:: RAW DATA

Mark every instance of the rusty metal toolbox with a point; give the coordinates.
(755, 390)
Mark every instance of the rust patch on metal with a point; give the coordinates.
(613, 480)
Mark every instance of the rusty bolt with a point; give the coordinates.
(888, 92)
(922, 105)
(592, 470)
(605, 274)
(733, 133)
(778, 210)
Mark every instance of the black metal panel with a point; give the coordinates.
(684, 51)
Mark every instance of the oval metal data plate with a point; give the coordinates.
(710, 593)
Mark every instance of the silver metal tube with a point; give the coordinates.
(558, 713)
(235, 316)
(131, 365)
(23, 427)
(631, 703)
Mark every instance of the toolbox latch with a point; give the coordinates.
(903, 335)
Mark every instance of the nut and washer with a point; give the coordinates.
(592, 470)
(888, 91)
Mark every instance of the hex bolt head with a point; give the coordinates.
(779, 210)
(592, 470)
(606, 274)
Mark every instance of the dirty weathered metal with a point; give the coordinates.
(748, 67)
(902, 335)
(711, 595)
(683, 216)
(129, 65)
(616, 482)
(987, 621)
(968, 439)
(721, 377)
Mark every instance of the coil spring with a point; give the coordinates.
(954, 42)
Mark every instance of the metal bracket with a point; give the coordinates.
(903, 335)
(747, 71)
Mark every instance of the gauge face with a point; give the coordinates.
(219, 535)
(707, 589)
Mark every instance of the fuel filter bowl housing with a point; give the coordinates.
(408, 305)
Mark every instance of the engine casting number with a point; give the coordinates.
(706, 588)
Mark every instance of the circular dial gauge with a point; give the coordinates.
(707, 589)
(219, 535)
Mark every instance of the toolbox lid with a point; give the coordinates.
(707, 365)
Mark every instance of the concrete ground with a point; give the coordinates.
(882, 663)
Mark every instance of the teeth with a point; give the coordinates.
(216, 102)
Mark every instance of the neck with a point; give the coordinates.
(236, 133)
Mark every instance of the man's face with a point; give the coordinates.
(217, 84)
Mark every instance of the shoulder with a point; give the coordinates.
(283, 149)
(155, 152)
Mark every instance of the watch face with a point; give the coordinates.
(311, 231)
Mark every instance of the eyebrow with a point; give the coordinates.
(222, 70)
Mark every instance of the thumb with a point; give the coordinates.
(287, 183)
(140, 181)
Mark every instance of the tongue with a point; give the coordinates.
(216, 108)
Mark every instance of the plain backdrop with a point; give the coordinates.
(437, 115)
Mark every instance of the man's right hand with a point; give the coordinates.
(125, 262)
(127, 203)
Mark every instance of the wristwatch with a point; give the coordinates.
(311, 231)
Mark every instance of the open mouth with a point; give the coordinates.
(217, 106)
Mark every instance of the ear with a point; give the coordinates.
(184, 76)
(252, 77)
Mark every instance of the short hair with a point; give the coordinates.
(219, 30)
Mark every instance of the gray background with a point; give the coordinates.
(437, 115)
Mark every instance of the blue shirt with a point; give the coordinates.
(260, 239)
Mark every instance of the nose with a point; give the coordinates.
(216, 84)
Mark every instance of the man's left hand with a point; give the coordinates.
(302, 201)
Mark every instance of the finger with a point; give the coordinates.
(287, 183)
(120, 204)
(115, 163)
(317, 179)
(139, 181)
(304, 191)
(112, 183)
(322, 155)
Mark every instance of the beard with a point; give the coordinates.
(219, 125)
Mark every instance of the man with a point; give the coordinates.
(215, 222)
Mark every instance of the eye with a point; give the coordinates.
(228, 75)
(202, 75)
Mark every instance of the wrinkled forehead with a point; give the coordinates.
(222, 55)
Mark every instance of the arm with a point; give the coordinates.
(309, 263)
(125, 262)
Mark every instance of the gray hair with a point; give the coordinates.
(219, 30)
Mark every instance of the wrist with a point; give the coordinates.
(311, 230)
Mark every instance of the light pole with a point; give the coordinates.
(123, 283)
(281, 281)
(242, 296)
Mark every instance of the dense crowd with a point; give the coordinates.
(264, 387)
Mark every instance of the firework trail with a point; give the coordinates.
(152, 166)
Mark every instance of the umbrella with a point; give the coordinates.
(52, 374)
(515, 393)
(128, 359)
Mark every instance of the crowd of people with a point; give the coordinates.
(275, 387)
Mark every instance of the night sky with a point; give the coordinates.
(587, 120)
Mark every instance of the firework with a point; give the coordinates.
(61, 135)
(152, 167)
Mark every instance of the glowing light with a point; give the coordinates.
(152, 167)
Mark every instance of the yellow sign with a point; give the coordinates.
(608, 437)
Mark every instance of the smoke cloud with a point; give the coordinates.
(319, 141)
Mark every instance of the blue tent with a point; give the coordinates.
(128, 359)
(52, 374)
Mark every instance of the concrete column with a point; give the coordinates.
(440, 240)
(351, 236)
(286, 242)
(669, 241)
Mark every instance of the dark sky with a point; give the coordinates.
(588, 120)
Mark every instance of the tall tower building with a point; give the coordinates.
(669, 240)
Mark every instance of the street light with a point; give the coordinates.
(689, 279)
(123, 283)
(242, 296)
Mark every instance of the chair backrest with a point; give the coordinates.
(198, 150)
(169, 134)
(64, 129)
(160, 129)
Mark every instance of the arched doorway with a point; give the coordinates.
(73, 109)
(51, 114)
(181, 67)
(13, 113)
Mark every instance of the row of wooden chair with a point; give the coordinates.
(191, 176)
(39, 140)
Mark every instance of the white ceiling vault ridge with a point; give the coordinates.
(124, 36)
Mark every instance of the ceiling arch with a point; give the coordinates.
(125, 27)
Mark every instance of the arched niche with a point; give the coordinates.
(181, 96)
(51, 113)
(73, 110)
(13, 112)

::::

:: REQUIRED ACTION ::
Output each line of the entries exactly, so that nothing is lost.

:: RESPONSE ::
Mark every instance of the rusty metal toolbox with a point; give the coordinates.
(755, 390)
Mark every instance of the rust patch on metal with a point; give the coordinates.
(613, 480)
Mark every instance of the rusty bolt with a point; give the coordinates.
(888, 92)
(922, 105)
(592, 470)
(605, 274)
(733, 133)
(778, 210)
Mark every instance of the black metal panel with a point; give the coordinates.
(684, 51)
Mark every instance of the oval metal data plate with a point; give the coordinates.
(710, 593)
Mark every instance of the silver metal tube with a point; give the coordinates.
(558, 713)
(235, 316)
(131, 365)
(23, 427)
(631, 703)
Mark every instance of the toolbox latch with a point; give the coordinates.
(903, 335)
Mark every instance of the nut and washer with a point; give the coordinates.
(592, 470)
(888, 91)
Mark every instance of the hex bolt head with a point; give the coordinates.
(779, 210)
(592, 470)
(606, 274)
Mark every instance of the dirty weathered metal with a point; give the coordinates.
(748, 67)
(902, 335)
(711, 595)
(683, 216)
(129, 65)
(616, 482)
(987, 621)
(968, 439)
(721, 377)
Mark every instance of the coil spring with a point; give the coordinates.
(954, 42)
Mark every instance of the metal bracket with a point; give the coordinates.
(903, 335)
(747, 71)
Mark every instance of the gauge face with a point; give the coordinates.
(219, 535)
(707, 589)
Mark every instance of the fuel filter bowl housing with a point; give the coordinates.
(408, 305)
Mark every instance of the engine casting number with a point; give the coordinates.
(706, 588)
Mark every instance of the circular dial gauge with a point; give the coordinates.
(707, 589)
(219, 535)
Mark every instance of the toolbox lid with a point; give the coordinates.
(707, 365)
Mark every instance of the concrete ground with a point; give the coordinates.
(882, 663)
Mark every instance of the teeth with a point; give the coordinates.
(216, 102)
Mark every instance of the neck with a point; give the coordinates.
(236, 133)
Mark every instance of the man's face with a point; give the coordinates.
(217, 84)
Mark every instance of the shoulder with a point; give the coordinates.
(283, 149)
(155, 152)
Mark every instance of the watch face with a point; give the coordinates.
(311, 231)
Mark every instance of the eyebrow with a point; give the coordinates.
(222, 70)
Mark every instance of the thumb with a point; give the coordinates.
(287, 183)
(140, 181)
Mark every instance of the tongue with a point; give the coordinates.
(216, 108)
Mark every instance of the plain backdrop with a point; give the coordinates.
(437, 115)
Mark every instance of the man's right hand with a point; give the coordinates.
(125, 262)
(127, 203)
Mark every instance of the wristwatch with a point; give the coordinates.
(311, 231)
Mark every instance of the open mouth with a point; give the coordinates.
(217, 106)
Mark every instance of the ear with a point; give the coordinates.
(184, 76)
(252, 77)
Mark every instance of the short hair with a point; give the coordinates.
(219, 30)
Mark every instance of the gray background with a point; give the coordinates.
(437, 115)
Mark every instance of the blue shirt with a point; give the coordinates.
(260, 239)
Mark every instance of the nose with a point; give the coordinates.
(216, 84)
Mark every instance of the man's left hand with a point; give the coordinates.
(302, 201)
Mark every instance of the finger with a point; give the coordinates.
(287, 183)
(120, 204)
(115, 163)
(317, 179)
(139, 181)
(304, 191)
(112, 183)
(322, 155)
Mark every instance of the beard with a point; give the coordinates.
(219, 125)
Mark every instance of the man with a point; give the coordinates.
(215, 222)
Mark every instance of the eye with a point; give the coordinates.
(228, 75)
(202, 75)
Mark every instance of the wrinkled forehead with a point; give the coordinates.
(222, 55)
Mark every instance of the arm with a point; give the coordinates.
(309, 263)
(125, 262)
Mark every instance of the gray hair with a point; give the coordinates.
(219, 30)
Mark every instance of the wrist with a point; give the coordinates.
(311, 230)
Mark every instance of the light pole with a point; give the coordinates.
(123, 283)
(281, 281)
(242, 296)
Mark every instance of the dense crowd with a point; give the coordinates.
(264, 387)
Mark every instance of the firework trail with a point; give the coordinates.
(152, 166)
Mark every instance of the umbrella with a point; give the coordinates.
(52, 374)
(515, 393)
(128, 359)
Mark every instance of the crowd of people with a point; give the coordinates.
(275, 387)
Mark every instance of the night sky with a point; give the coordinates.
(587, 120)
Mark every instance of the firework with a point; give the coordinates.
(61, 135)
(152, 167)
Mark every instance of the glowing light with a point; give the coordinates.
(152, 167)
Mark every instance of the yellow sign with a point; give the coordinates.
(608, 437)
Mark every instance of the smoke cloud with a point; give the coordinates.
(319, 141)
Mark every instance of the blue tent with a point; give the coordinates.
(128, 359)
(52, 374)
Mark every instance of the concrete column with a point; give the coordinates.
(440, 240)
(351, 236)
(286, 242)
(669, 241)
Mark every instance of the dark sky with a point; give the coordinates.
(588, 120)
Mark every instance of the tall tower building with a point; give the coordinates.
(669, 240)
Mark every instance of the street light with a point; give the coordinates.
(689, 279)
(123, 283)
(242, 296)
Mark every instance of the chair backrest with a point; give the coordinates.
(198, 150)
(169, 134)
(64, 129)
(160, 129)
Mark every instance of the arched doorway with a point; give the coordinates.
(73, 109)
(51, 114)
(181, 67)
(13, 113)
Mark every instance of the row of wooden chair with a point; give the coordinates.
(191, 176)
(39, 140)
Mark every instance of the white ceiling vault ridge with a point; give the coordinates.
(124, 36)
Mark every instance of the ceiling arch with a point; give the coordinates.
(125, 27)
Mark every instance of the arched niche with a point; give the coordinates.
(181, 96)
(51, 113)
(73, 110)
(13, 112)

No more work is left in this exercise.